For the entries that follow, set down each one exactly and drop any pictures.

[Photo-based referring expression data]
# # # #
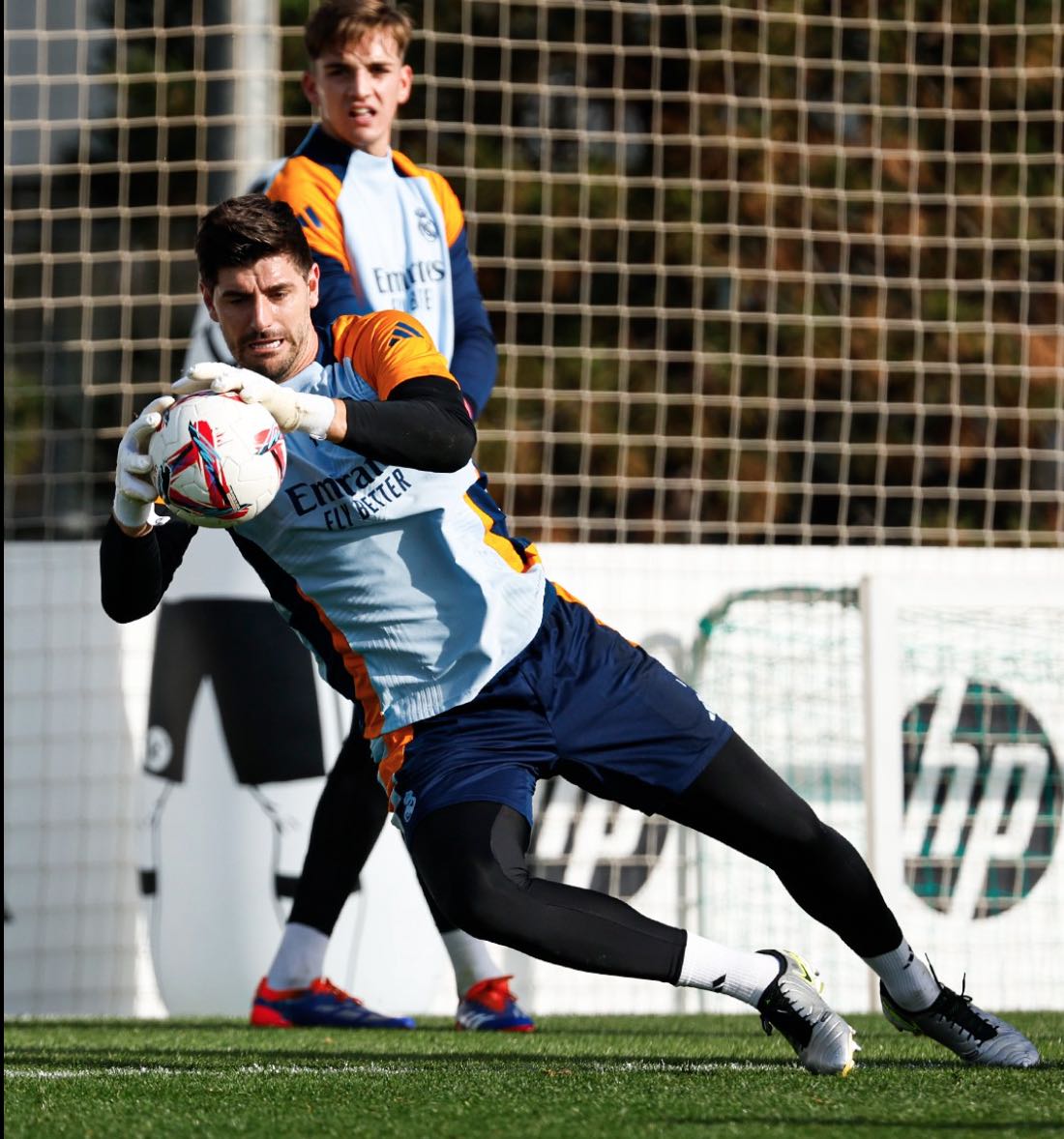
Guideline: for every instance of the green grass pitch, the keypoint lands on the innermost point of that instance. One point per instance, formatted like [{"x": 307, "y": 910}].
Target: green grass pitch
[{"x": 577, "y": 1077}]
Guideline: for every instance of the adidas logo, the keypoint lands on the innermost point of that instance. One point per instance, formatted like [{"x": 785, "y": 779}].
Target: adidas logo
[{"x": 402, "y": 332}]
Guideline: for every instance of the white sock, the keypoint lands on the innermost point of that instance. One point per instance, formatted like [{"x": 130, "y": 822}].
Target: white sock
[
  {"x": 909, "y": 982},
  {"x": 732, "y": 972},
  {"x": 300, "y": 957},
  {"x": 469, "y": 959}
]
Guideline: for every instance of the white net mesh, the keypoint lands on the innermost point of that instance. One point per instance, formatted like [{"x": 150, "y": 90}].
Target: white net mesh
[{"x": 785, "y": 273}]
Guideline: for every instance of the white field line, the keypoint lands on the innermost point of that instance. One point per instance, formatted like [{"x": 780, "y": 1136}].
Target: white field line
[{"x": 552, "y": 1064}]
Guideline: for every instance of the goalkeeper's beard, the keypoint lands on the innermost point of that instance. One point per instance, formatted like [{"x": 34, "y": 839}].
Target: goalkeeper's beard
[{"x": 276, "y": 365}]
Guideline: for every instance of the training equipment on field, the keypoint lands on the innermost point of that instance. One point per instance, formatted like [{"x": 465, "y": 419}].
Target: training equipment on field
[
  {"x": 217, "y": 461},
  {"x": 974, "y": 1036},
  {"x": 488, "y": 1006},
  {"x": 825, "y": 1043},
  {"x": 321, "y": 1005}
]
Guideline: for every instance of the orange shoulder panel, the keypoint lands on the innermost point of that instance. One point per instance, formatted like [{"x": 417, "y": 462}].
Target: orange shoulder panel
[
  {"x": 311, "y": 190},
  {"x": 454, "y": 219},
  {"x": 386, "y": 349}
]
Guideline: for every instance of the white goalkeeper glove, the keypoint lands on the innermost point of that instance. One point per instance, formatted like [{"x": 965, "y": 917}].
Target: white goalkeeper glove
[
  {"x": 133, "y": 488},
  {"x": 292, "y": 410}
]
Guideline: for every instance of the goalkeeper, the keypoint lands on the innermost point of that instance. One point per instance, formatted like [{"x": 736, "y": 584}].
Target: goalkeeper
[
  {"x": 385, "y": 235},
  {"x": 475, "y": 676}
]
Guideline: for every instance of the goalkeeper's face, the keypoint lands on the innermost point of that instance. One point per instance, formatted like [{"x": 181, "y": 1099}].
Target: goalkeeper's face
[{"x": 264, "y": 313}]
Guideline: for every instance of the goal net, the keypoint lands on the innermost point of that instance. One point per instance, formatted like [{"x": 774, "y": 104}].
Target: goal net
[
  {"x": 775, "y": 275},
  {"x": 950, "y": 784}
]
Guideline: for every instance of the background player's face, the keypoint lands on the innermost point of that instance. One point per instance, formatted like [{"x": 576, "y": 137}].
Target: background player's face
[
  {"x": 263, "y": 311},
  {"x": 358, "y": 90}
]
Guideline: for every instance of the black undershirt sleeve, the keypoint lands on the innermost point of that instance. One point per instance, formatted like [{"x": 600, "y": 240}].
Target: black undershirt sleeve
[
  {"x": 423, "y": 423},
  {"x": 134, "y": 571}
]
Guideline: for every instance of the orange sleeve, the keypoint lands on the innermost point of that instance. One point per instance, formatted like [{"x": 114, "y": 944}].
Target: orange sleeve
[
  {"x": 312, "y": 190},
  {"x": 386, "y": 349}
]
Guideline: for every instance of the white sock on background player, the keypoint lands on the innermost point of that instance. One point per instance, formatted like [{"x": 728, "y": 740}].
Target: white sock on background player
[
  {"x": 300, "y": 957},
  {"x": 469, "y": 959}
]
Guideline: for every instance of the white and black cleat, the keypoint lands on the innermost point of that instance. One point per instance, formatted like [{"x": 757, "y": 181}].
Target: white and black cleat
[
  {"x": 792, "y": 1004},
  {"x": 974, "y": 1036}
]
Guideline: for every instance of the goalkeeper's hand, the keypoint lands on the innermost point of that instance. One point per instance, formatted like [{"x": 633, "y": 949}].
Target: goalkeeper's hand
[
  {"x": 292, "y": 410},
  {"x": 134, "y": 491}
]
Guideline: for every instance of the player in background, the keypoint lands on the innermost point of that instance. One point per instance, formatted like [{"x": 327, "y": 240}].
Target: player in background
[
  {"x": 476, "y": 676},
  {"x": 385, "y": 234}
]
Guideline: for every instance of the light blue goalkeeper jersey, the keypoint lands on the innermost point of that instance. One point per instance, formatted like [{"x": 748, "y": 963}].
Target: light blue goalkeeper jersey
[{"x": 403, "y": 583}]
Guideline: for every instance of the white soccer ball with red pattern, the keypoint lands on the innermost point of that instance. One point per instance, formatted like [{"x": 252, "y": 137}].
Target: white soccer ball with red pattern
[{"x": 217, "y": 460}]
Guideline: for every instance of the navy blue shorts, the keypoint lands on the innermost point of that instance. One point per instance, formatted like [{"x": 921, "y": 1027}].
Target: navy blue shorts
[{"x": 580, "y": 702}]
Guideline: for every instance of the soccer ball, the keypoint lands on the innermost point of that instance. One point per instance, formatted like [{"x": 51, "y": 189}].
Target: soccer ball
[{"x": 217, "y": 460}]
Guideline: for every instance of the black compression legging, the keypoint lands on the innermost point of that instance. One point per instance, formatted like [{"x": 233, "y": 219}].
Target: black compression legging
[
  {"x": 347, "y": 821},
  {"x": 472, "y": 857}
]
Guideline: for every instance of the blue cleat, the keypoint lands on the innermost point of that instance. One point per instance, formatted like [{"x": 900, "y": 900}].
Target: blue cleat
[
  {"x": 490, "y": 1006},
  {"x": 322, "y": 1005}
]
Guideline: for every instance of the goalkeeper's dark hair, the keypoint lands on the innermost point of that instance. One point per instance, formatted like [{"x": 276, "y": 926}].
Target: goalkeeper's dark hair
[
  {"x": 239, "y": 231},
  {"x": 338, "y": 23}
]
# # # #
● Answer to this task:
Guideline: for every instance of the green grass pitch, the keypoint lands on the innermost point of that instance. One point per instance, formatted like [{"x": 307, "y": 910}].
Target: green grass pitch
[{"x": 577, "y": 1077}]
Guideline: for every instance of the adidas logo, the keypoint lands on the innermost point of that instance. One point per instance, formatted like [{"x": 785, "y": 779}].
Target: adidas logo
[{"x": 402, "y": 332}]
Guideline: for every instance of the white sock, the keypoint lands on the innermost point of that instance. One point per instance, formatted like [{"x": 130, "y": 822}].
Target: white sock
[
  {"x": 909, "y": 982},
  {"x": 732, "y": 972},
  {"x": 300, "y": 957},
  {"x": 469, "y": 959}
]
Guideline: for every instance of the white net mesh, the keypoint lands on the innermost point of that instance. One point per instance, formatted like [{"x": 150, "y": 90}].
Target: white net mesh
[{"x": 785, "y": 273}]
Guideline: for every instance of the white field line, the keypoint lands on the innermost point of that instance. One point per instance, formatted like [{"x": 780, "y": 1136}].
Target: white field line
[{"x": 552, "y": 1064}]
Guideline: for every instance of the goalkeeper's beard, the keypoint lands on the innermost point of that instance. One point per instance, formatted like [{"x": 34, "y": 839}].
Target: goalkeeper's beard
[{"x": 276, "y": 365}]
Guideline: for every instance of the training equipment on field, the keypoint lands on the innermost point of that instance. One point per instance, formatted like [{"x": 465, "y": 419}].
Target: training equipment on field
[
  {"x": 217, "y": 461},
  {"x": 974, "y": 1036},
  {"x": 488, "y": 1006},
  {"x": 825, "y": 1043},
  {"x": 321, "y": 1005}
]
Guideline: for every instance of the orange shoulder panel, the keypoint lands on the innermost point of that instance. One point per instance, formatted like [{"x": 417, "y": 462}].
Target: orange shoulder panel
[
  {"x": 311, "y": 190},
  {"x": 454, "y": 219},
  {"x": 386, "y": 349}
]
Guideline: for every instance of the white goalkeeper glove, the keypoint lands on the innermost point of that instance. One point per instance, formatted like [{"x": 965, "y": 917}].
Target: white goalkeeper glove
[
  {"x": 133, "y": 488},
  {"x": 292, "y": 410}
]
Guideline: for every instance of the goalkeeper, the keypoint lands on the innermost point of that instance. One point per instance, formatted like [{"x": 736, "y": 584}].
Target: goalkeeper
[
  {"x": 385, "y": 235},
  {"x": 475, "y": 676}
]
Guideline: for every instance of the goalkeeper's face, the keypoint lands on the innermost point of that instance. One point per instance, formatted like [{"x": 181, "y": 1099}].
Target: goalkeeper's face
[{"x": 264, "y": 313}]
Guideline: for every instance of the goal net, the keypoint lands on the innermost point of that instance. One point per instance, formatted like [{"x": 774, "y": 104}].
Target: goal net
[
  {"x": 775, "y": 275},
  {"x": 950, "y": 784}
]
Guideline: for every instance of the background player's face, the keypoint lands on the innermost point of that instance. One point per instance, formatted like [{"x": 576, "y": 137}].
Target: background player's face
[
  {"x": 263, "y": 311},
  {"x": 358, "y": 90}
]
Guideline: for every instance of the black undershirt sleeve, the keypoint lands on the innermost point of that instance. One point per instance, formatted like [{"x": 600, "y": 240}].
Target: black undershirt sleeve
[
  {"x": 423, "y": 423},
  {"x": 134, "y": 571}
]
Guideline: for every instance of the orange sleeve, the keypoint lands on the innermost point of that instance. One point per instance, formatted like [{"x": 114, "y": 944}].
Target: orange sleeve
[
  {"x": 312, "y": 190},
  {"x": 386, "y": 349}
]
Guideline: for every instance of the white sock on background player, the keypoint lands on the innermost point of that instance. One point per instance, formatted like [{"x": 728, "y": 740}].
Target: white sock on background player
[
  {"x": 300, "y": 957},
  {"x": 469, "y": 959}
]
Guideline: for every instance of the white and black cleat, the keypoint lands on the innermost point of that instance. One point per instance, formatted like [{"x": 757, "y": 181}].
Target: white and black cleat
[
  {"x": 792, "y": 1004},
  {"x": 974, "y": 1036}
]
Guideline: for every instance of the goalkeeper's hand, the keypoint lands on the innermost point of that instance. One point per instance, formatted like [{"x": 633, "y": 949}].
Target: goalkeeper's hand
[
  {"x": 292, "y": 410},
  {"x": 134, "y": 491}
]
Guideline: for every instance of the player in background, the keypoint lands on the innermost point of that instance. One point per instance, formatted like [{"x": 327, "y": 240}].
Target: player in background
[
  {"x": 476, "y": 676},
  {"x": 385, "y": 234}
]
Guideline: for every instance of the light blue goalkeeper jersey, the keypoint lands on the innermost point of that instance. One point per instance, formatted like [{"x": 748, "y": 963}].
Target: light blue goalkeeper jersey
[{"x": 403, "y": 583}]
Guideline: for every instance of the white soccer ball with red pattern, the keypoint lands on the innermost point of that instance. One point per instance, formatted like [{"x": 252, "y": 137}].
Target: white soccer ball with red pattern
[{"x": 217, "y": 460}]
Guideline: for every instance of the navy blue shorts, the keypoint lands on the innermost point of that instance. One point per instance, formatted like [{"x": 921, "y": 1027}].
Target: navy blue shorts
[{"x": 580, "y": 702}]
Guideline: for every instance of the soccer ball, the keypoint lands on the innermost point of that instance. One point per instance, formatted like [{"x": 51, "y": 189}].
Target: soccer ball
[{"x": 217, "y": 460}]
Guideline: for every instance of the black compression legging, the keypoint lands on the innermost point of that instance. One point per instance, formatted like [{"x": 233, "y": 219}].
Target: black compression legging
[
  {"x": 347, "y": 821},
  {"x": 472, "y": 857}
]
Guideline: for every instance of the blue cleat, the keypoint lands on the innermost point of that instance. One point per instance, formatted like [{"x": 900, "y": 900}].
Target: blue cleat
[
  {"x": 490, "y": 1006},
  {"x": 322, "y": 1005}
]
Guideline: for every instance of the goalkeeper's dark hair, the keypoint lands on the innermost point of that instance. One point per instance, formatted like [{"x": 276, "y": 926}].
Target: goalkeeper's dark hair
[
  {"x": 239, "y": 231},
  {"x": 338, "y": 23}
]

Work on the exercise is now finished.